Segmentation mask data
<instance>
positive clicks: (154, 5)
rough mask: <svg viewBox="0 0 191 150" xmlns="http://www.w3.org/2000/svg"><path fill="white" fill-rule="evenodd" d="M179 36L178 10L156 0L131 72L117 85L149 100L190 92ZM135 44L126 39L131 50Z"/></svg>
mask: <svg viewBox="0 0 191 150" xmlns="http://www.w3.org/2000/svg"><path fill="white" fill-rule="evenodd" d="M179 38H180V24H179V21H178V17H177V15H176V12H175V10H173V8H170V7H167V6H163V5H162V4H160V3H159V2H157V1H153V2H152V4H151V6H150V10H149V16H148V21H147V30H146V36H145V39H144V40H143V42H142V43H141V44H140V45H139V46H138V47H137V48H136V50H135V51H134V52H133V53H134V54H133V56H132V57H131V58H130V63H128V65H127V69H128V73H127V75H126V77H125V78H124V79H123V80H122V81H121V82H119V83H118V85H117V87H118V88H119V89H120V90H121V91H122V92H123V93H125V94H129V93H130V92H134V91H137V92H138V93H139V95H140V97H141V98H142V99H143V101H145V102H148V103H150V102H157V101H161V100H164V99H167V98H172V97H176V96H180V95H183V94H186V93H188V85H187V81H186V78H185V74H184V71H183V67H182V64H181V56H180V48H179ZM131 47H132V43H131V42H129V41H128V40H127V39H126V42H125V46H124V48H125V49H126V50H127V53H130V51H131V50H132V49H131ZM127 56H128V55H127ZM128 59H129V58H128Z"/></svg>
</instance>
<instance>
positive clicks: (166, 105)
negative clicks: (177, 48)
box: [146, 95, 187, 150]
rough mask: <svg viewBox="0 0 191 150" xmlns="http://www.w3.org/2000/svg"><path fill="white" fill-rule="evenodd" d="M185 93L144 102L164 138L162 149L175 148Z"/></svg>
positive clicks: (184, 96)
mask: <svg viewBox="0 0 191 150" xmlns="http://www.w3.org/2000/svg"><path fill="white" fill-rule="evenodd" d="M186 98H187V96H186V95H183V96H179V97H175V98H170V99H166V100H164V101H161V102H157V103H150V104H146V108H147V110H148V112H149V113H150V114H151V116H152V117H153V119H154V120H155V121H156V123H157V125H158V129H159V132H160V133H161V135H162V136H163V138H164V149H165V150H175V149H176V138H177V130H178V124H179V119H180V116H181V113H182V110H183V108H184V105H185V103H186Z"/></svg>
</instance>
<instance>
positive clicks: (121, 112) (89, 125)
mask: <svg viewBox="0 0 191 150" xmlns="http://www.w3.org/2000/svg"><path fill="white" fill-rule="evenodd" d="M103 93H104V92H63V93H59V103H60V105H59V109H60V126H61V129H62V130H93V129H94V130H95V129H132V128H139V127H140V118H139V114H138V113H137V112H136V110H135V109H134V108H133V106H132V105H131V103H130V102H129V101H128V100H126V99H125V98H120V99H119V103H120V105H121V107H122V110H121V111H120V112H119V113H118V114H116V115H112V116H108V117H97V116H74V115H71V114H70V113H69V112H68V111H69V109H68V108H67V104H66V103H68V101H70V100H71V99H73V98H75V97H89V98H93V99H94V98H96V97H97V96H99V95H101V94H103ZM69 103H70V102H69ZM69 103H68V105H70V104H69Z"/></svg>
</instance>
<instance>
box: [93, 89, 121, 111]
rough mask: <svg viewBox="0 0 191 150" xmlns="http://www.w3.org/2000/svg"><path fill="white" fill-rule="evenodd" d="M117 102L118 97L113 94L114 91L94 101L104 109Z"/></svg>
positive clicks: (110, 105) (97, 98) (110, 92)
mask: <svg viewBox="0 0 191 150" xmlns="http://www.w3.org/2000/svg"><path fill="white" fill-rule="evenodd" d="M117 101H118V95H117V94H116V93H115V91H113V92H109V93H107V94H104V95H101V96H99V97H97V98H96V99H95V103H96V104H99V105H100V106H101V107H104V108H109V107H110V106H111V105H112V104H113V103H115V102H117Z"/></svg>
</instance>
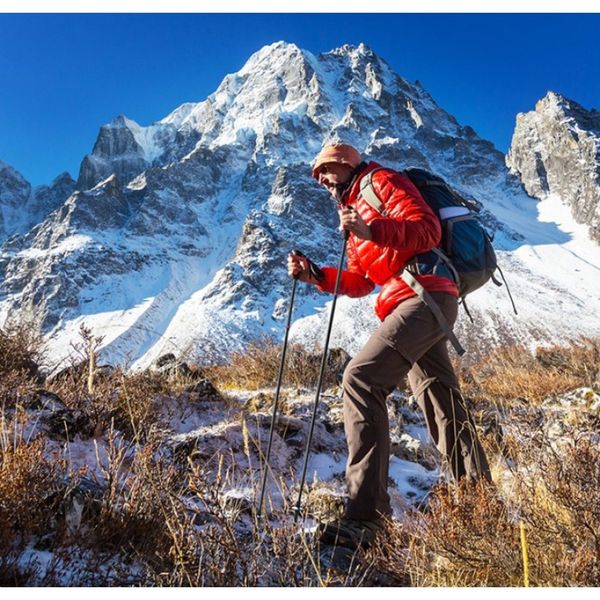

» **How to complete this task**
Retype all of the rows above exactly as they appear. Leave the pictures out of your answer.

» **Solution to this task**
<instance>
positive clicks: (154, 5)
rough mask: <svg viewBox="0 0 191 150" xmlns="http://www.w3.org/2000/svg"><path fill="white" fill-rule="evenodd" d="M179 36L178 10L156 0L131 72L117 85L149 100L190 92ZM135 44L126 39L131 50Z"/></svg>
mask: <svg viewBox="0 0 191 150" xmlns="http://www.w3.org/2000/svg"><path fill="white" fill-rule="evenodd" d="M179 38H180V24H179V21H178V17H177V15H176V12H175V10H173V8H170V7H167V6H163V5H162V4H160V3H159V2H157V1H153V2H152V4H151V6H150V10H149V16H148V21H147V30H146V36H145V39H144V40H143V42H142V43H141V44H140V45H139V46H138V47H137V48H136V50H135V51H134V52H133V53H134V54H133V56H132V57H131V58H130V63H128V65H127V69H128V73H127V75H126V77H125V78H124V79H123V80H122V81H121V82H119V83H118V85H117V87H118V88H119V89H120V90H121V91H122V92H123V93H125V94H129V93H130V92H134V91H137V92H138V93H139V95H140V97H141V98H142V99H143V101H145V102H148V103H150V102H157V101H161V100H164V99H167V98H172V97H176V96H180V95H183V94H186V93H188V85H187V81H186V78H185V74H184V71H183V67H182V64H181V56H180V48H179ZM131 47H132V43H131V42H129V41H128V40H127V39H126V42H125V46H124V48H125V49H126V50H127V53H130V51H131V50H132V49H131ZM127 56H128V55H127ZM128 59H129V58H128Z"/></svg>
</instance>
<instance>
positive clicks: (166, 105)
negative clicks: (177, 48)
box: [146, 95, 187, 150]
rough mask: <svg viewBox="0 0 191 150" xmlns="http://www.w3.org/2000/svg"><path fill="white" fill-rule="evenodd" d="M185 93L144 102L164 138L162 149L175 148Z"/></svg>
positive clicks: (184, 96)
mask: <svg viewBox="0 0 191 150" xmlns="http://www.w3.org/2000/svg"><path fill="white" fill-rule="evenodd" d="M186 98H187V96H186V95H183V96H179V97H175V98H170V99H166V100H164V101H161V102H157V103H150V104H146V108H147V110H148V112H149V113H150V114H151V116H152V117H153V119H154V120H155V121H156V123H157V125H158V129H159V132H160V133H161V135H162V136H163V138H164V149H165V150H175V149H176V138H177V130H178V124H179V119H180V116H181V113H182V110H183V108H184V105H185V103H186Z"/></svg>
</instance>
<instance>
positive clicks: (121, 112) (89, 125)
mask: <svg viewBox="0 0 191 150" xmlns="http://www.w3.org/2000/svg"><path fill="white" fill-rule="evenodd" d="M103 93H104V92H63V93H59V103H60V105H59V109H60V126H61V129H62V130H93V129H94V130H95V129H132V128H139V127H140V118H139V114H138V113H137V112H136V110H135V109H134V108H133V106H132V105H131V103H130V102H129V101H128V100H126V99H125V98H120V99H119V103H120V105H121V107H122V110H121V111H120V112H119V113H118V114H116V115H112V116H108V117H97V116H74V115H71V114H70V113H69V112H68V111H69V109H68V108H67V104H66V103H68V101H70V100H71V99H73V98H75V97H89V98H93V99H94V98H96V97H97V96H99V95H101V94H103ZM69 103H70V102H69ZM69 103H68V105H70V104H69Z"/></svg>
</instance>
<instance>
box: [93, 89, 121, 111]
rough mask: <svg viewBox="0 0 191 150" xmlns="http://www.w3.org/2000/svg"><path fill="white" fill-rule="evenodd" d="M117 102L118 97L113 94L114 91L94 101L104 109Z"/></svg>
positive clicks: (110, 105) (97, 98) (110, 92)
mask: <svg viewBox="0 0 191 150" xmlns="http://www.w3.org/2000/svg"><path fill="white" fill-rule="evenodd" d="M117 101H118V95H117V94H116V93H115V91H113V92H109V93H107V94H104V95H101V96H99V97H97V98H96V99H95V103H96V104H99V105H100V106H101V107H104V108H109V107H110V106H111V105H112V104H113V103H115V102H117Z"/></svg>
</instance>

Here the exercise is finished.